◆ **WHAT THE EXERCISE ASKS**
How many lines in the records below contain the string "small"? Reply with the number only.

◆ **AVAILABLE DATA**
>> start

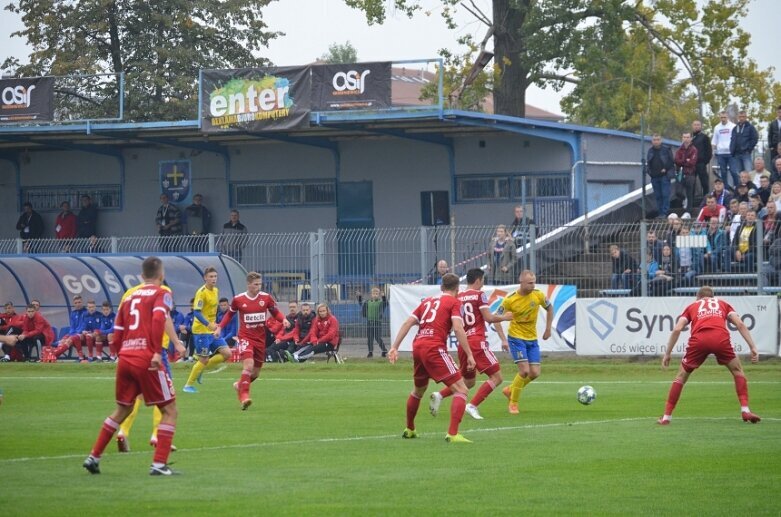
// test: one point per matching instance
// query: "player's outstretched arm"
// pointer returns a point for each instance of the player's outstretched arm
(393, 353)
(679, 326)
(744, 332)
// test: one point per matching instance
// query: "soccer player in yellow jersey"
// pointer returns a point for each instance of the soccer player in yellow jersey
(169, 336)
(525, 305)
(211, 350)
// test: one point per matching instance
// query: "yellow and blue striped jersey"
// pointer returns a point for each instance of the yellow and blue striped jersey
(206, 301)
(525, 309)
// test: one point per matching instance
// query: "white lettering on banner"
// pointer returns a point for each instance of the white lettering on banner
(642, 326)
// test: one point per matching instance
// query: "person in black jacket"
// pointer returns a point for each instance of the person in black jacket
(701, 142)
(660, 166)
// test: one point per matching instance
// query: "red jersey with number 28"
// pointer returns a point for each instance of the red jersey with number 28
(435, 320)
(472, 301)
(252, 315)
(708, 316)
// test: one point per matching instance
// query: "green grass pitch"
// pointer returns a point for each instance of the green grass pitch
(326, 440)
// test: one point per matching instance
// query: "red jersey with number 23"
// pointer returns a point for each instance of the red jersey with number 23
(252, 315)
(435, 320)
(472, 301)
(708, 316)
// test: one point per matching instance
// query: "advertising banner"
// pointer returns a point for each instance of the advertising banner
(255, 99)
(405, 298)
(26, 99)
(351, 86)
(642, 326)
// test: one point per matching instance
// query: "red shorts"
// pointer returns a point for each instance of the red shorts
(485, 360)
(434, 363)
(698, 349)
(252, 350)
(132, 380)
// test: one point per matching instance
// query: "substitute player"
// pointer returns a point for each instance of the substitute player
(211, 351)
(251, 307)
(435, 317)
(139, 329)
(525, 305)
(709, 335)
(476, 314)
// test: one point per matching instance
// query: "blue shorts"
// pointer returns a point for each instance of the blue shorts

>> end
>> start

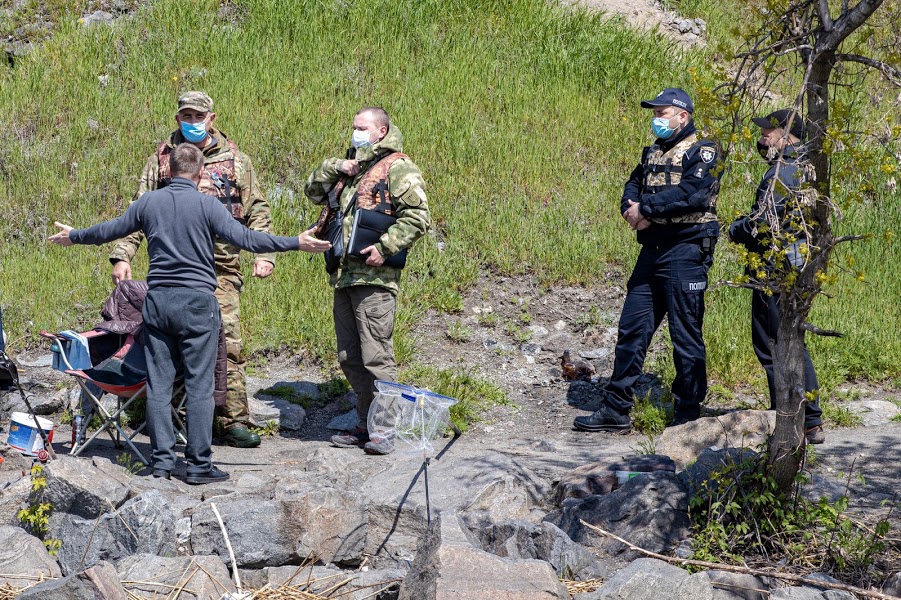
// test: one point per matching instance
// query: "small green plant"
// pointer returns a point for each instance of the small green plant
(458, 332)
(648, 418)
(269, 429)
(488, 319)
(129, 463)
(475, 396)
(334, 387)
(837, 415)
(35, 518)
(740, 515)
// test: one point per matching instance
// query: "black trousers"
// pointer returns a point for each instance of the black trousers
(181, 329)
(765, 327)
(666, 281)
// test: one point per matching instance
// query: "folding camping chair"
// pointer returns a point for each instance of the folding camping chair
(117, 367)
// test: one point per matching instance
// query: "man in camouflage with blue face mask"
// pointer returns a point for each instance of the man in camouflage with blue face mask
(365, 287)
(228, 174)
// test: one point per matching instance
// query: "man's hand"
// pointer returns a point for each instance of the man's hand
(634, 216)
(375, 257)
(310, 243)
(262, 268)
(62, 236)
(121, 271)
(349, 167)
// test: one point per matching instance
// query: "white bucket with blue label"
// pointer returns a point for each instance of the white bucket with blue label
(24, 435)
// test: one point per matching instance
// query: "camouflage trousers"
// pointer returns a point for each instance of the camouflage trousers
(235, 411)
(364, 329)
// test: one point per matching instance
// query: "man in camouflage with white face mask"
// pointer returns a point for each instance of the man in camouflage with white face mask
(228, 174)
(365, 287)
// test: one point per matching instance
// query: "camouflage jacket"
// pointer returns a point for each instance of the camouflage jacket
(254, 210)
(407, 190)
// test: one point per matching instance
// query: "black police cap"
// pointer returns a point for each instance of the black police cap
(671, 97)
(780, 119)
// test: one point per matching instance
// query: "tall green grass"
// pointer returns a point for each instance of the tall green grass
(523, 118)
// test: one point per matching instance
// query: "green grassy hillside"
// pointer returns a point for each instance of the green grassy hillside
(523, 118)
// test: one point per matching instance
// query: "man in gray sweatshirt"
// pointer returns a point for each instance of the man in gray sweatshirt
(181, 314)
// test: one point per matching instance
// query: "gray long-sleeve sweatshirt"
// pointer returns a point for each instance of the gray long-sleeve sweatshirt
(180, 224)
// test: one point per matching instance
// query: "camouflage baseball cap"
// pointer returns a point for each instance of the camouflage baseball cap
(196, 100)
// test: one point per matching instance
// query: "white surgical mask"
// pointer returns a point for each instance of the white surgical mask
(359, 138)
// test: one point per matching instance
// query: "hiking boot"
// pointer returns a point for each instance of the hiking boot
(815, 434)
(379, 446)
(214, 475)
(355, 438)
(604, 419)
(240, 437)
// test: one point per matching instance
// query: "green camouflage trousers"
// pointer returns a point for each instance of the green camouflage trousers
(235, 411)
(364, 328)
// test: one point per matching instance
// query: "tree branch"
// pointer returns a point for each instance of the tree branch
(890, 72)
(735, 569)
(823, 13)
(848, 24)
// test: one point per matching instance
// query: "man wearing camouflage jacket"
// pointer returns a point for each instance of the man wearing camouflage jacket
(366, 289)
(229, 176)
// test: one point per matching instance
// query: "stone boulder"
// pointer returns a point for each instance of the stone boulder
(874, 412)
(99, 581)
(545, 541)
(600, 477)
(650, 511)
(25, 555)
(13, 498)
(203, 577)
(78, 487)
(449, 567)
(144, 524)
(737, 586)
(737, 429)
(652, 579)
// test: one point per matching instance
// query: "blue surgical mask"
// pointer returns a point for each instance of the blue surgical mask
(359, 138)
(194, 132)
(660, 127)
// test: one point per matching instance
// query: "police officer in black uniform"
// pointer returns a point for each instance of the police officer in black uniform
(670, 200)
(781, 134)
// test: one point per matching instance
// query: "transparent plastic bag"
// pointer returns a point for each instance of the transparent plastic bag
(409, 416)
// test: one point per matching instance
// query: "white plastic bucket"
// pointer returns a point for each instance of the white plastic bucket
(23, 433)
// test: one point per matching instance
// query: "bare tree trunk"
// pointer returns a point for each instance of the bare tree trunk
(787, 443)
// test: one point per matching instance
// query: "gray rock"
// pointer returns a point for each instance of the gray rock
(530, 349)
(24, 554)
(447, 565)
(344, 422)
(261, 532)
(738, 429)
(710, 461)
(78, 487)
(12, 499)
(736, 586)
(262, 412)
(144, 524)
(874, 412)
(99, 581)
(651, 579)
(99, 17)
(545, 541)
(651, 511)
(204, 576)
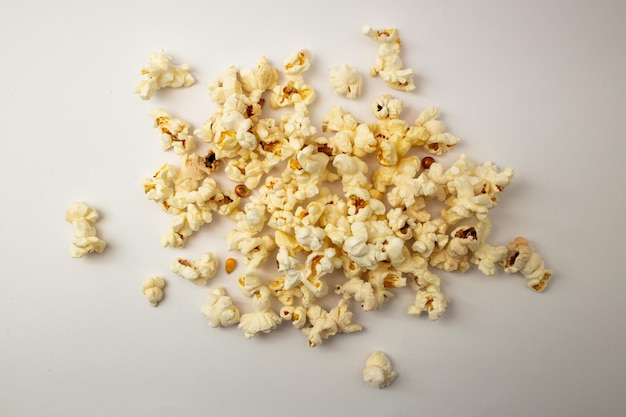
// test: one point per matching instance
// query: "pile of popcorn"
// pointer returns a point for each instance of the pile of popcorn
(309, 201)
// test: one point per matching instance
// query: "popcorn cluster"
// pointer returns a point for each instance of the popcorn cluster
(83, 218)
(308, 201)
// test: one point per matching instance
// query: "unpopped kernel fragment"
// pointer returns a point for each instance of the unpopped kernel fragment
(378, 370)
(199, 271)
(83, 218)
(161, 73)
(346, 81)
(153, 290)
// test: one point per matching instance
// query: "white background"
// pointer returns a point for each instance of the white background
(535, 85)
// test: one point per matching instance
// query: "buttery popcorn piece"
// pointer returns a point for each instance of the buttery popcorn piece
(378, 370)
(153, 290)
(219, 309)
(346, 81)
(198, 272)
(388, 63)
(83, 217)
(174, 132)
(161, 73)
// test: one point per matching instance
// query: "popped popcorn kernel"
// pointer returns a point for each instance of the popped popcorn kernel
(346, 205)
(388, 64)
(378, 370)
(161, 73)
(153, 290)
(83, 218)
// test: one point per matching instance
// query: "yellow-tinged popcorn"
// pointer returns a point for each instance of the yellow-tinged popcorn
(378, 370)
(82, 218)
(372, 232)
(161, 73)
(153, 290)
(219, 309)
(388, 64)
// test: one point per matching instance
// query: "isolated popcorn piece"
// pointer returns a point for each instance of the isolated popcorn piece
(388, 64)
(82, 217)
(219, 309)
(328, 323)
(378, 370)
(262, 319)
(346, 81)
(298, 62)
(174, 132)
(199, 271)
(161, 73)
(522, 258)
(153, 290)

>> end
>> start

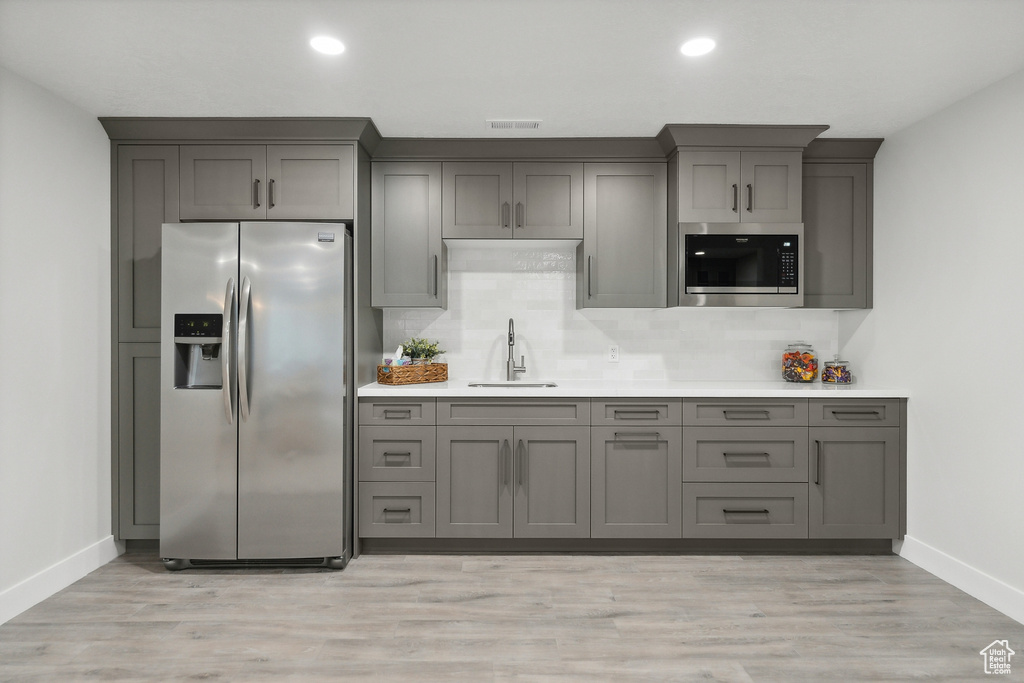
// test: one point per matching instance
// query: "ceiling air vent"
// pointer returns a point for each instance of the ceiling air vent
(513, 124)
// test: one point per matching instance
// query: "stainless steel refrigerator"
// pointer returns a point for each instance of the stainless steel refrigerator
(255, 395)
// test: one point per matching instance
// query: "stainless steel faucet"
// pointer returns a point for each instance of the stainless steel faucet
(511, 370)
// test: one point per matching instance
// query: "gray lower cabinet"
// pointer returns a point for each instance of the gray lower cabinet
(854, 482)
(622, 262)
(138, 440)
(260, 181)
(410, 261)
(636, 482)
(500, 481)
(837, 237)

>> end

◆ **COMPLETED TASK**
2